Travail à faire
[1] Recopiez le passage de l'extrait sur le litige d'honoraires, de « Le tribunal de » jusqu'à « mieux se pourvoir. » inclus.
[2] Extrayez sans modification les lignes des entrées, de celle qui contient « drawn like (253,43). » jusqu'à la fin des entrées, dernière ligne comprise.

Extrait
------

Le 17 novembre 2011 M. E X Y (M. X Y), joueur professionnel de football sous contrat avec le sporting club du Portugal, a signé une convention de mandat sportif avec M. B-C, avocat inscrit au barreau de Paris, aux termes de laquelle ce dernier recevait notamment mandat de le conseiller, le représenter et l’assister dans le cadre de l’étude, la rédaction et la négociation de tous ses contrats en qualité de sportif professionnel, dans le monde entier ; les honoraires de M. B-C étaient fixés conformément à l’article L 222-7 du code du sport.

Cette convention est entrée en vigueur à la date de sa signature et s’est achevée au terme prévu, soit le 31 août 2012, sans être renouvelée.

M. X Y a reçu le 1er février 2013 une note d’honoraires pour 213 890 euros, qu’il a contestée. Une ordonnance du bâtonnier de Paris en date du 12 décembre 2013 a fixé, à la demande de M. B-C, le montant des honoraires à la somme de 821 788 euros. Par ordonnance du 28 octobre 2014, le délégataire du premier président de la cour d’appel de Paris après avoir énoncé qu’il appartenait aux parties de saisir la juridiction compétente pour statuer sur la validité du mandat, a infirmé la décision du bâtonnier et dit en substance que si le mandat est déclaré nul, il n’y a pas lieu à fixation d’honoraires et que s’il est reconnu valable, le montant des honoraires dus est fixé à 350 000 euros soit à 299 588 euros après déduction des acomptes.

Par arrêt du 14 janvier 2016, la 2e chambre civile de la Cour de cassation a cassé et annulé l’ordonnance susmentionnée, sauf en ce qu’elle a dit qu’il appartient aux parties de saisir la juridiction

compétente de la demande tendant à voir déclarer nulle la convention de mandat sportif et renvoyé l’affaire devant le premier président de cette cour.

Cette affaire a été retirée du rôle dans l’attente de l’issue de l’instance relative à la validité du mandat.

Le tribunal de grande instance de Paris a été saisi le 1er octobre 2015 par M. B-C d’une demande en condamnation au paiement des honoraires dus en exécution de la décision du 28 octobre 2014 ; M. X Y ayant invoqué l’incompétence du tribunal saisi au profit des juridictions portugaises, par ordonnance du 3 août 2016, le juge de la mise en état du tribunal de grande instance de Paris a fait droit à l’exception d’incompétence soulevée par M. X Y au profit des juridictions portugaises et renvoyé M. B-C à mieux se pourvoir.

M. B-C a relevé appel de cette ordonnance, lequel est actuellement pendant devant la cour d’appel de Paris.

Parallèlement aux litiges portant sur la validité de la convention de mandat sportif et sur les honoraires qui y sont afférents, M. X Y, relevant courant 2013 que M. B-C se présentait toujours comme son avocat sur un site internet à son nom, a fait constater ces faits par un procès-verbal d’huissier le 6 septembre 2013 et a délivré le même jour à Me B-C une sommation de supprimer toute image et référence à sa personne.

------

Données brutes
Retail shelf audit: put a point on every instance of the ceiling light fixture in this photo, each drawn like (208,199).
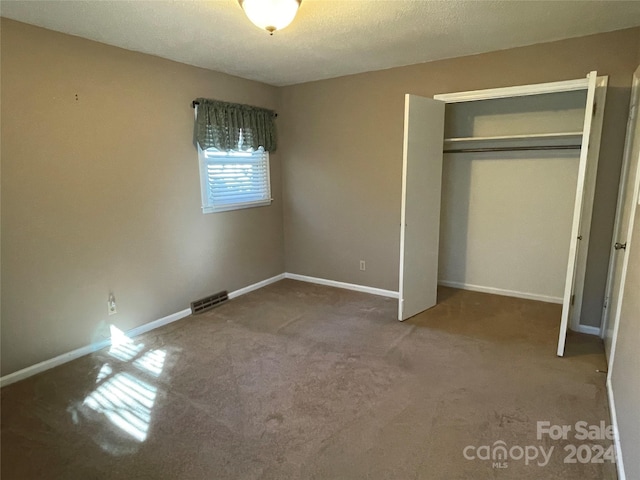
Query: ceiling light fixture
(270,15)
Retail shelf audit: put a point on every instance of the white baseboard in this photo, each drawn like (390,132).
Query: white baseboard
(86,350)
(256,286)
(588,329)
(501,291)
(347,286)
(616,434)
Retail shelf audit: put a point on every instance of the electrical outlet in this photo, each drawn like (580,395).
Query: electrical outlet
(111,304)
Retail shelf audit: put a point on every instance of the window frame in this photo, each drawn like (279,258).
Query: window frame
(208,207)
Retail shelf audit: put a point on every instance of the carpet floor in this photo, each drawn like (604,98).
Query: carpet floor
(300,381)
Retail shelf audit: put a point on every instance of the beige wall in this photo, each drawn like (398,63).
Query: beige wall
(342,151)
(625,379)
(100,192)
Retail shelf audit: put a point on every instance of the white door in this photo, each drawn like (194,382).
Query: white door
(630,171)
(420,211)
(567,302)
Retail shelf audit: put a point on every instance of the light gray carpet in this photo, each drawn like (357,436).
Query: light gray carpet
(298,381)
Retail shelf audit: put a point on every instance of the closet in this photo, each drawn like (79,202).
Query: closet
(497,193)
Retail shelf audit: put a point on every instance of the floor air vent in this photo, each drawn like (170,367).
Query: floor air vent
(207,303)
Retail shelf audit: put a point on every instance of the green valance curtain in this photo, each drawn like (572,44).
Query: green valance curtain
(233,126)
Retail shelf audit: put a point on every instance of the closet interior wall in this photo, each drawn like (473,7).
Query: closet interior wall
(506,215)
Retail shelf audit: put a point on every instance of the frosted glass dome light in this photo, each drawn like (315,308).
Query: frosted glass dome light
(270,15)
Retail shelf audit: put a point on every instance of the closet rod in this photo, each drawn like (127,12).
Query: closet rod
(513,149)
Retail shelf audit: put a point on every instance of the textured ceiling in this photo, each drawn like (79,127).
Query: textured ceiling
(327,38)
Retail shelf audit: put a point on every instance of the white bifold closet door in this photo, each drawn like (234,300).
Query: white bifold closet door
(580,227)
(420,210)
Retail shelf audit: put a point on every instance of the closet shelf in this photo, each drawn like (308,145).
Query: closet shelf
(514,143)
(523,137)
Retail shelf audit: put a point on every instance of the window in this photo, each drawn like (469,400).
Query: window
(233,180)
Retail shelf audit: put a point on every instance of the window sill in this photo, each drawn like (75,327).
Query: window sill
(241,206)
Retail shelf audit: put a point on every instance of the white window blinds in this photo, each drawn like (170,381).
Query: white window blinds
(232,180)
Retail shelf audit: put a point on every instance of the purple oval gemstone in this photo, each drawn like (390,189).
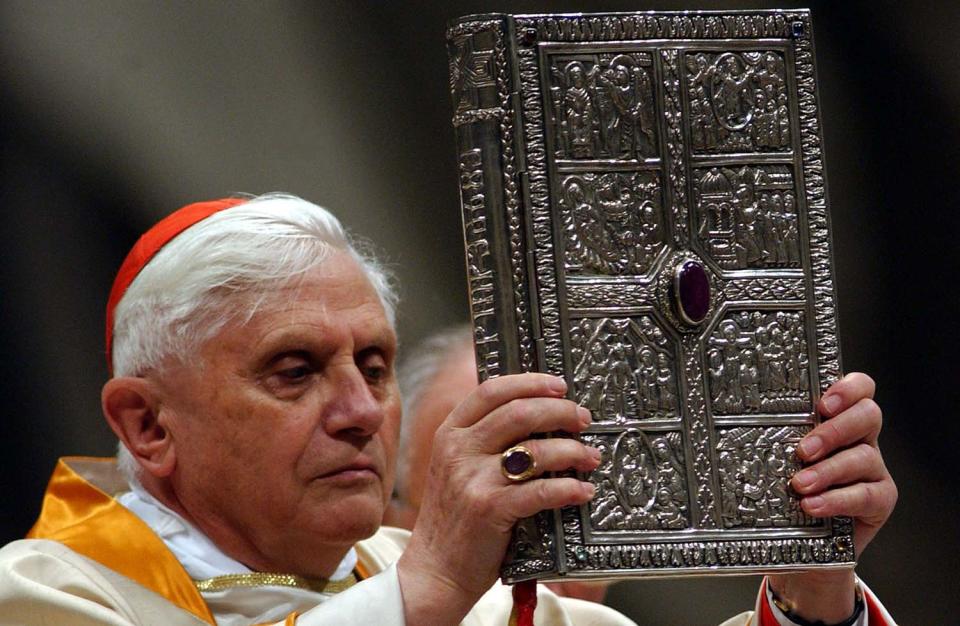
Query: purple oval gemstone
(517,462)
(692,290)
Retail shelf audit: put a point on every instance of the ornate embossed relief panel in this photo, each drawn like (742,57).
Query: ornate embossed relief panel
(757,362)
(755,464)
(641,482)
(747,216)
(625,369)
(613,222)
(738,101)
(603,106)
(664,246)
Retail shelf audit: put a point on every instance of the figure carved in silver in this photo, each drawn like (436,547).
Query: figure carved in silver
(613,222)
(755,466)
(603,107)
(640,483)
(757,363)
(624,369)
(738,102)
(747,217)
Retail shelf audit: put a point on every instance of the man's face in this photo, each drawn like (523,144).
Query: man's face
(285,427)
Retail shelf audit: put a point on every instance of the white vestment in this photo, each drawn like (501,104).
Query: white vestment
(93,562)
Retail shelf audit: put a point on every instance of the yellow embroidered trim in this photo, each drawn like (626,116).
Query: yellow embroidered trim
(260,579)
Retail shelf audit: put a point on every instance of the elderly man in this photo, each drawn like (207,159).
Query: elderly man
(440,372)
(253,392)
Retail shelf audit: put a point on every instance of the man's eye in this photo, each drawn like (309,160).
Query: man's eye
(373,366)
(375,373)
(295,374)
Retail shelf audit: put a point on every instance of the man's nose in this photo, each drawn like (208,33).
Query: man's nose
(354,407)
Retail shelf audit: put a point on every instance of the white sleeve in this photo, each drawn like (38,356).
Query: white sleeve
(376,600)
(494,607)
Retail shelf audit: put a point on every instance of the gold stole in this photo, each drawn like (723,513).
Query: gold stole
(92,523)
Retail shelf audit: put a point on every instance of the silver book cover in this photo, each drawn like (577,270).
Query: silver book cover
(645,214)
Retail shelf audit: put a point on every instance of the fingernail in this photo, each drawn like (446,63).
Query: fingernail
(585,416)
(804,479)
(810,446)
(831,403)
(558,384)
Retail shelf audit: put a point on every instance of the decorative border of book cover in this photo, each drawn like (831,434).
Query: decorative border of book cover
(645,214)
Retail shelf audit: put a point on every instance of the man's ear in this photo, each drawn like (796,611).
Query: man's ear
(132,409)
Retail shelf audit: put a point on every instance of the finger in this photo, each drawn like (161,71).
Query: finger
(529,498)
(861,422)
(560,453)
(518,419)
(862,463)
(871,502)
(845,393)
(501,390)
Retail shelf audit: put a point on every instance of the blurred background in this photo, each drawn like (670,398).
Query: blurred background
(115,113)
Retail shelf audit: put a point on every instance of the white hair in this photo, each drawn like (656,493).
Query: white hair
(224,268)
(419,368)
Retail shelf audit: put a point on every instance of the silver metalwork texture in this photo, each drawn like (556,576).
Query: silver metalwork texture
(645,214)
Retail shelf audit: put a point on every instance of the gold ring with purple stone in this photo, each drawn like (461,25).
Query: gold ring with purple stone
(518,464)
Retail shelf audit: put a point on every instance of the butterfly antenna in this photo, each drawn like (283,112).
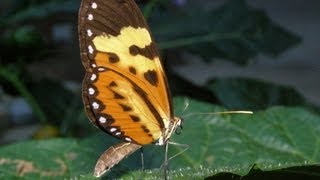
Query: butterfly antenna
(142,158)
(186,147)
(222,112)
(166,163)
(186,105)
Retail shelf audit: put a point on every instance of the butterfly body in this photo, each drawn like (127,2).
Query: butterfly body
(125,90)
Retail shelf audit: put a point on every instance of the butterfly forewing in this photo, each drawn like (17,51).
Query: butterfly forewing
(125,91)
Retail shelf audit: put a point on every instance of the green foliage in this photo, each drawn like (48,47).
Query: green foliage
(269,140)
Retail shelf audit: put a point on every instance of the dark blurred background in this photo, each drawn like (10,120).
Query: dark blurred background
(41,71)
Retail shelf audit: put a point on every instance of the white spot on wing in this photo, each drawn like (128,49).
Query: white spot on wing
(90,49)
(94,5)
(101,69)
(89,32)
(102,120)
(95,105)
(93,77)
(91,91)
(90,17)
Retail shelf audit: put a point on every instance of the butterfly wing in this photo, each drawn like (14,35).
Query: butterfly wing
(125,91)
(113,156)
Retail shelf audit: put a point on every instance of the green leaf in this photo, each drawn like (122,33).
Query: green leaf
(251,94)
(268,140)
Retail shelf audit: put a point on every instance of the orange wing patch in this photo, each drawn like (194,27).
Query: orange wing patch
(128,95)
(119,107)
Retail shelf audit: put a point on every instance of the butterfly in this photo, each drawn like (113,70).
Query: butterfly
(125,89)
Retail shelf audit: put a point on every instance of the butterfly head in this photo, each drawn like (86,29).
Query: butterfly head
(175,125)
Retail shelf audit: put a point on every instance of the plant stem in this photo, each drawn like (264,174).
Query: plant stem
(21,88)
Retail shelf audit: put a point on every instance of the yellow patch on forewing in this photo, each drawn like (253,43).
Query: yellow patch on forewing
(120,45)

------

Réponses par tâche
[1]
Le tribunal de grande instance de Paris a été saisi le 1er octobre 2015 par M. B-C d’une demande en condamnation au paiement des honoraires dus en exécution de la décision du 28 octobre 2014 ; M. X Y ayant invoqué l’incompétence du tribunal saisi au profit des juridictions portugaises, par ordonnance du 3 août 2016, le juge de la mise en état du tribunal de grande instance de Paris a fait droit à l’exception d’incompétence soulevée par M. X Y au profit des juridictions portugaises et renvoyé M. B-C à mieux se pourvoir.

[2]
Retail shelf audit: put a point on every instance of the yellow patch on forewing in this photo, each drawn like (253,43).
Query: yellow patch on forewing
(120,45)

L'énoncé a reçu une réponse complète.